TASK -
Give every calendar date with both a month and a day that appears in the article on NYTimes.com front-page bylines below, in the order they appear.

PAGE EXCERPT -
##########

Why are only 29% of NYTimes.com front page authors women?

In December I picked a moment to audit the gender composition of authors at the New York Times and Washington Post websites. Not many were women. Here’s a follow-up with more data.

For some context, according to the American Community Survey (IPUMS data extraction tool), there were about 55,000 “News Analysts, Reporters and Correspondents” working full-time, year-round in 2012. Of those, 41% were women. This pool of news writers is small compared with the number FTYR workers who report their college major was in journalism: about 315,000, of whom 53% are women. Lots of journalism majors work in other careers; lots of news writers weren’t journalism majors.

So, how will the premier newspaper in the country compare?


I stuck with NYTimes.com, and checked the gender composition of the bylines that appeared on the front page of the website just about every day between January 8 (the first day of their website redesign) and February 9, for 26 observations over 32 days. I checked whenever I thought of it, aiming for once a day and never more than once per calendar day. I excluded those in the “most-emailed” or “recommended for you” lists. I included Op-Eds and Opinion columnists if they were named (e.g., “Friedman: Israel’s Big Question”) but not if they weren’t (e.g., “Op-Ed Contributor: Czar Vladimir’s Illusions”). On average there were 16 bylines on the front page.

Someone — looking at you, Neal Caren — could scrape the site for all bylines, but in the absence of that I figured a simple rule was best. To check the gender of authors, I used my personal knowledge of common names, and when I wasn’t sure Googled the author’s photo and eyeballed it (all the authors I checked had a photo easily accessible). Overall, I counted 421 named authors (including duplicates, as when the same story was on the front page twice or the same author wrote again on a different day).


Twenty-nine percent of the named authors were women (124 / 421). Women outnumbered men once (8-to-6), on February 8 at 2:35 AM. At the most extreme, men outnumbered women 18-to-1, at 8:12 AM on January 14.

##########

INFORMATION PROVIDED -

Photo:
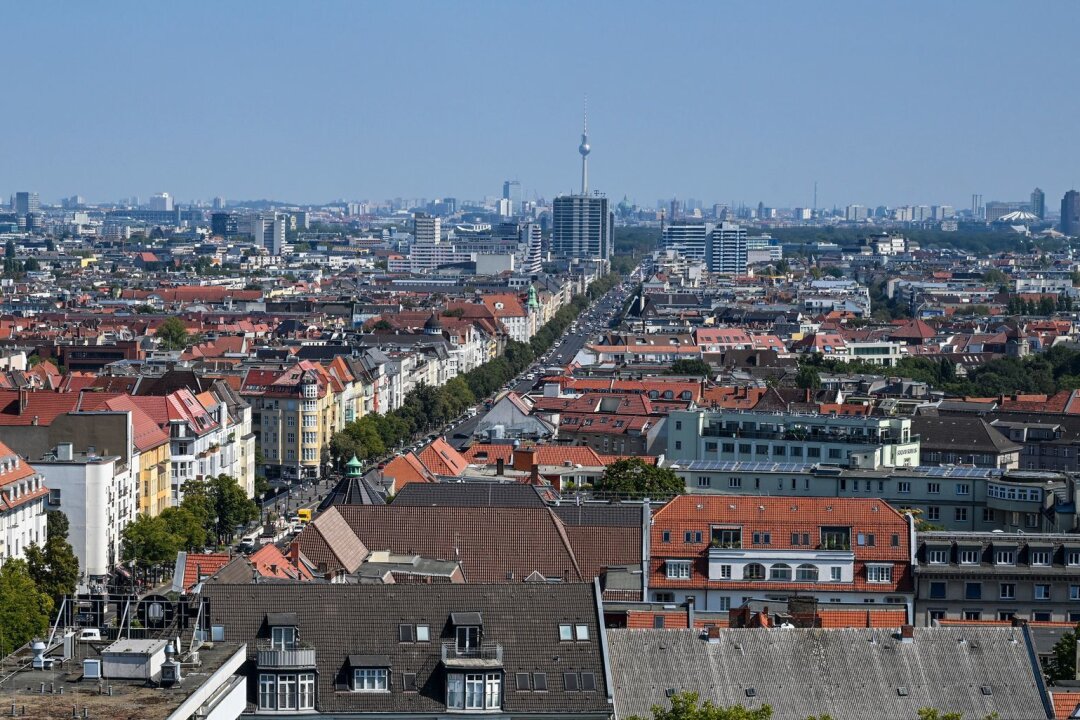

##########

RESULT FOR THIS EXERCISE -
January 8, February 9, February 8, January 14